◆ What is asked: Rewrite the data below, swapping "pebble" for "stone" and keeping every other character the same.

◆ Record set:
^^^^

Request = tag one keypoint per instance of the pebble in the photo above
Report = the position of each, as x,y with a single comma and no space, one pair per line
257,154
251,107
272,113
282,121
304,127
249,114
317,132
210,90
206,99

^^^^

◆ Exercise solution:
Request = tag one keypoint per instance of the stone in the photo above
Report = the position of each, as x,y with a single comma and no space, one pair per line
257,154
251,107
272,113
282,121
304,127
249,114
317,132
210,90
206,99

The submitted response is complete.